### DOCUMENT PASSAGE
• • • •

These are chat archives for nextflow-io/nextflow

15th
Jul 2016
Robert Syme
@robsyme
Jul 15 2016 06:29

Heya all. I've got a question about calling Groovy methods inside a process. I usually use a method to convert from numeric identifiers to a human-readable ID. Something like:

String runClassifier (String id) {
  def matcher = (id =~ /(\d+)_\d+/)
  matcher.matches()
  Integer sampleNum = matcher.group(1).toInteger()

  switch (sampleNum) {
  case 11: return "demo";
  case [33, 41, 49]: return "early";
  case [34, 42, 50]: return "medium";
  case [35, 43, 51]: return "late";
  case [40, 48, 56]: return "culture";
  default: return "unknown"
  }
}

I use this method inside a process like so (to set rg-sample and in rg-description):

process tophat {
  tag { sampleID }
  cache 'deep'
  cpus 4

  input:
  file reference
  set val(sampleID), file("reads.*.fastq.gz") from illuminaPairs

  output:
  set val(sampleID), file("tophat_out/accepted_hits.bam") into mappedPairs

  """
bowtie2-build $reference reference \
&& ln -s $reference reference.fa
tophat2 \
--num-threads ${task.cpus} \
--microexon-search \
--b2-very-sensitive \
--min-intron-length 5 \
--max-intron-length 200 \
--rg-id ${sampleID} \
--rg-sample '${runClassifier(sampleID)}' \
--rg-library '${sampleID}' \
--rg-description 'Illumina sequencing run ${sampleID} (${runClassifier(sampleID)})' \
--rg-platform ILLUMINA \
--library-type fr-firststrand \
reference \
reads.1.fastq.gz \
reads.2.fastq.gz
  """

My problem is that method calls seem to be getting mixed up, and I have .command.sh files where the results of runClassifier(sampleID) are different:

#!/bin/bash -ue
bowtie2-build Arab_Me14-0.03.fasta reference && ln -s Arab_Me14-0.03.fasta reference.fa
tophat2 --num-threads 4 --microexon-search --b2-very-sensitive --min-intron-length 5 --max-intron-length 200 --rg-id 34_50 --rg-sample 'early' --rg-library '34_50' --rg-description 'Illumina sequencing run 34_50 (medium)' --rg-platform ILLUMINA --library-type fr-firststrand reference reads.1.fastq.gz reads.2.fastq.gz
in the example above, the method call runClassifier(sampleID) returns early in the first invocation, but returns medium in the second invocation (with the same argument). Am I doing something screwy?

• • • •

### DATA SHOWN
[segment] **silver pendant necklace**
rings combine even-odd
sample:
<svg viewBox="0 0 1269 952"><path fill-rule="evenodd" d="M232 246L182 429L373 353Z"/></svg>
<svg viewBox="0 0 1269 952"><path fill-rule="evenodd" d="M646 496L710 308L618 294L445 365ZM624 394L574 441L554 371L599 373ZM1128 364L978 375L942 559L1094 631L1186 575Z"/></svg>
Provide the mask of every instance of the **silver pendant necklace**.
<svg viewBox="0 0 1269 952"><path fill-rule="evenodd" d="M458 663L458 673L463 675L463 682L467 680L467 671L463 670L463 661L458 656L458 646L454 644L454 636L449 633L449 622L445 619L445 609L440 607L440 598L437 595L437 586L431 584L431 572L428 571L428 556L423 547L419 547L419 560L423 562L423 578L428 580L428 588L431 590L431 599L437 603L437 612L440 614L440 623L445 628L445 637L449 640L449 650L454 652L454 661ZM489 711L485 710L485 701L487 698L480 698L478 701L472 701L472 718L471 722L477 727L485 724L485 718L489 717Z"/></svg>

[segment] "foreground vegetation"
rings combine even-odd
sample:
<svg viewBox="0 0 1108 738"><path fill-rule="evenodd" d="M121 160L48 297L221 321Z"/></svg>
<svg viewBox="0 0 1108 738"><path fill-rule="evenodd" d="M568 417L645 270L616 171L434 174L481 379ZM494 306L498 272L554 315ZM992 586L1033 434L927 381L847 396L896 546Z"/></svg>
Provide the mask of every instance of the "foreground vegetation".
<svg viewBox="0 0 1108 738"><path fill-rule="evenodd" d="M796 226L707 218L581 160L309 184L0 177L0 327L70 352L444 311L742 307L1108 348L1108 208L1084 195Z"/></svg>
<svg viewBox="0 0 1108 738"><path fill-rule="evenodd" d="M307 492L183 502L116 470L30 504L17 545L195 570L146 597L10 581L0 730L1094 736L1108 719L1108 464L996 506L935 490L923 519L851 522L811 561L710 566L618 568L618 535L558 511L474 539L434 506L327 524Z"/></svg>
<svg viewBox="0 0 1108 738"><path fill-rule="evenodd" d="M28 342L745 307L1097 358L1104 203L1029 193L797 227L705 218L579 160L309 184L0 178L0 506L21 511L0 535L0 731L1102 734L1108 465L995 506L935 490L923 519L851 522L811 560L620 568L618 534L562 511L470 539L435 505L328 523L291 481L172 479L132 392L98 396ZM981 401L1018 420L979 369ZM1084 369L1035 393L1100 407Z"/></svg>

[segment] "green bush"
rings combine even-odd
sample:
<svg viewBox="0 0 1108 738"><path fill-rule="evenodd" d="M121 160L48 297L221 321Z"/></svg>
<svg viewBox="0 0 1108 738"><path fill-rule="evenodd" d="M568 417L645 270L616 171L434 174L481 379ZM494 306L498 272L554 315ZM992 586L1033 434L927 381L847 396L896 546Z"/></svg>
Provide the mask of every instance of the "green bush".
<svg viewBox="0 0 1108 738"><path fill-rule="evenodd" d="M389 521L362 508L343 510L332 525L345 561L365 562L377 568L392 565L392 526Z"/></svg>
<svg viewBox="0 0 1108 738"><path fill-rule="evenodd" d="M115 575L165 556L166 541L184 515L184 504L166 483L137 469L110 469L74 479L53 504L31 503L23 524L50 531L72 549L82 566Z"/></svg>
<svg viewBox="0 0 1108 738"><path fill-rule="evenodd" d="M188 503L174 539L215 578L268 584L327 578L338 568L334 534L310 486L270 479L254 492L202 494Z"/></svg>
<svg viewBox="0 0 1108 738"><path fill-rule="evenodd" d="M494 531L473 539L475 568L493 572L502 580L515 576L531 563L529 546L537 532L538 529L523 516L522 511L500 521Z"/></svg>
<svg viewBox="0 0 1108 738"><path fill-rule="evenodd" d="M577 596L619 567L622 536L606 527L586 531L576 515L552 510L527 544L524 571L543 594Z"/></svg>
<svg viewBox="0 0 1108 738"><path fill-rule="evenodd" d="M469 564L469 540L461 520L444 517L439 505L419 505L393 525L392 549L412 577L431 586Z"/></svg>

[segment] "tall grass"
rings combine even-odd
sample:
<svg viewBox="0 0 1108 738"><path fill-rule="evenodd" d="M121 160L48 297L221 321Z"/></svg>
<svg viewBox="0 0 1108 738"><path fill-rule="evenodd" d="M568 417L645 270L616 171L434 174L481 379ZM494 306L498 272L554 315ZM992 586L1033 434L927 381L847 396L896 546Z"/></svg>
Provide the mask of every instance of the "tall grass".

• • • •

### WORK INSTRUCTION 1
Answer these from the Nextflow chat thread:
(a) What does runClassifier return when the sample number is 11?
(b) How many CPUs does the tophat process request?
(c) In the .command.sh output shown, what value is given for --rg-id?
### WORK INSTRUCTION 2
Write the next part of the Nextflow chat thread, picking up after its last message.
The material has no connection to the Nextflow chat thread.

### TASK RESPONSE 1
(a) "demo"
(b) 4
(c) 34_50

### TASK RESPONSE 2
Is there something wrong with running regexp expressions at the same time?
Robert Syme
@robsyme
Jul 15 2016 06:39
For the moment, I've added map step before this process that sets the variable and passes it in through the input set.
Robert Syme
@robsyme
Jul 15 2016 06:53
... also:
wget http://www.nextflow.io/releases/v0.21.2-SNAPSHOT/nextflow-0.21.2-SNAPSHOT-one.jar
--2016-07-15 02:49:36--  http://www.nextflow.io/releases/v0.21.2-SNAPSHOT/nextflow-0.21.2-SNAPSHOT-one.jar
Resolving www.nextflow.io (www.nextflow.io)... 54.231.134.132
Connecting to www.nextflow.io (www.nextflow.io)|54.231.134.132|:80... connected.
HTTP request sent, awaiting response... 404 Not Found
2016-07-15 02:49:37 ERROR 404: Not Found.
Lukas Jelonek
@lukasjelonek
Jul 15 2016 08:05
Hey, I've read about attributes at the input and output channels in the documentation. Is there some place where the available attributes are listed?
Paolo Di Tommaso
@pditommaso
Jul 15 2016 08:21
@robsyme Weird! it looks fine to me. I will try to test it
wget http://www.nextflow.io/releases/v0.21.2-SNAPSHOT/nextflow-0.21.2-SNAPSHOT-one.jar
--2016-07-15 02:49:36-- http://www.nextflow.io/releases/v0.21.2-SNAPSHOT/nextflow-0.21.2-SNAPSHOT-one.jar
Resolving www.nextflow.io (www.nextflow.io)... 54.231.134.132
Connecting to www.nextflow.io (www.nextflow.io)|54.231.134.132|:80... connected.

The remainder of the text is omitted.